→ **DOCUMENT EXTRACT**
E.I. Du Pont de Nemours Powder Co. v. Schlottman
Decision Date | 10 November 1914 |
Docket Number | 51. |
Citation | 218 F. 353 |
Parties | E. I. DU PONT DE NEMOURS POWDER CO. v. SCHLOTTMAN. |
Court | U.S. Court of Appeals — Second Circuit |
W. H Button, of New York City, for plaintiff in error.
L. L Kellogg, of New York City, for defendant in error.
Before WARD and ROGERS, Circuit Judges, and MAYER, District Judge.
In July, 1908, one Grubb was negotiating with T. C. Du Pont president of the Du Pont Powder Company, for the sale of the whole capital stock of the Pittsburgh Fuse Company to the Du Pont Company. July 20th Du Pont wrote to Grubb as follows:
T. C. Du Pont, President.'
On July 24th the deal referred to in the letter went through in a formal agreement whereby the Du Pont Company agreed to pay Grubb $75,000 of its preferred and $75,000 of its common stock for the whole capital stock of the Pittsburgh Fuse Company. Grubb delivered the Fuse Company's stock and the Du Pont Company transferred to it its own stock, but, after operating the plant for about six months, sold it to other parties, who dismantled it.
Grubb, the plaintiff's assignor, died before suit brought, and Mr. T. C. Du Pont did not testify to the circumstances attending the writing of the letter of July 20th. At the conclusion of the case each party asked Judge Ray to direct a verdict in his favor, and he did direct a verdict in favor of the plaintiff for $25,000.
The complaint treats the letter and the formal agreement as one contract, alleges that the defendant by selling the plant of the Fuse Company wrongfully prevented the test agreed upon, and claims damages for the difference between the fair and reasonable value of the Fuse Company's capital stock alleged to be $175,000 and the market value of the defendant's stock actually received, alleged to be $120,000.

→ **GIVEN TASK A**
Please pull out every line of the records that contains the word "agapanthus", matching case exactly.

→ **DATA SUPPLIED**
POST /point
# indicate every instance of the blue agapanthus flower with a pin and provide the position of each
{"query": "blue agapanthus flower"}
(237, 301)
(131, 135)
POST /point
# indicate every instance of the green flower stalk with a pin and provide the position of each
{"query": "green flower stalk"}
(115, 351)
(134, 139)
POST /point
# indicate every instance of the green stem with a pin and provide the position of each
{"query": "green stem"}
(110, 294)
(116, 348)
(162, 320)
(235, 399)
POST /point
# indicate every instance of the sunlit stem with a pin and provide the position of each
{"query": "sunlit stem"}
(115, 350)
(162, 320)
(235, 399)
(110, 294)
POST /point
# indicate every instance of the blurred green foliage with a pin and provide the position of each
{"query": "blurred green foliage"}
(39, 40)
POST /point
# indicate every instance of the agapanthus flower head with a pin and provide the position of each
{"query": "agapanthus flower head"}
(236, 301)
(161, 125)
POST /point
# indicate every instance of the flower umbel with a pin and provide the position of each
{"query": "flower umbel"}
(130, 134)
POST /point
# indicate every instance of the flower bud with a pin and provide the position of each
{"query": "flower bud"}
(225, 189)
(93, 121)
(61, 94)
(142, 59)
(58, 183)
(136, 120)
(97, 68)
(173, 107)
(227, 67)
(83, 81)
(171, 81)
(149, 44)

...

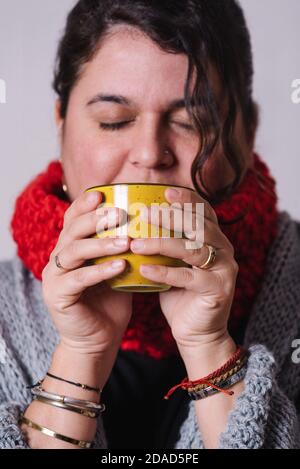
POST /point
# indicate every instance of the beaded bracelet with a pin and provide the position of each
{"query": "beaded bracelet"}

→ **GIVEN TASK B**
Quote the Du Pont opinion word for word, everything from "L. L Kellogg, of" down to "who dismantled it.".

→ **EXPECTED OUTPUT A**
# indicate every instance of the blue agapanthus flower with a pin and provide the position of each
{"query": "blue agapanthus flower"}
# indicate every instance of the agapanthus flower head with a pin and provide the position of each
{"query": "agapanthus flower head"}

→ **EXPECTED OUTPUT B**
L. L Kellogg, of New York City, for defendant in error.
Before WARD and ROGERS, Circuit Judges, and MAYER, District Judge.
In July, 1908, one Grubb was negotiating with T. C. Du Pont president of the Du Pont Powder Company, for the sale of the whole capital stock of the Pittsburgh Fuse Company to the Du Pont Company. July 20th Du Pont wrote to Grubb as follows:
T. C. Du Pont, President.'
On July 24th the deal referred to in the letter went through in a formal agreement whereby the Du Pont Company agreed to pay Grubb $75,000 of its preferred and $75,000 of its common stock for the whole capital stock of the Pittsburgh Fuse Company. Grubb delivered the Fuse Company's stock and the Du Pont Company transferred to it its own stock, but, after operating the plant for about six months, sold it to other parties, who dismantled it.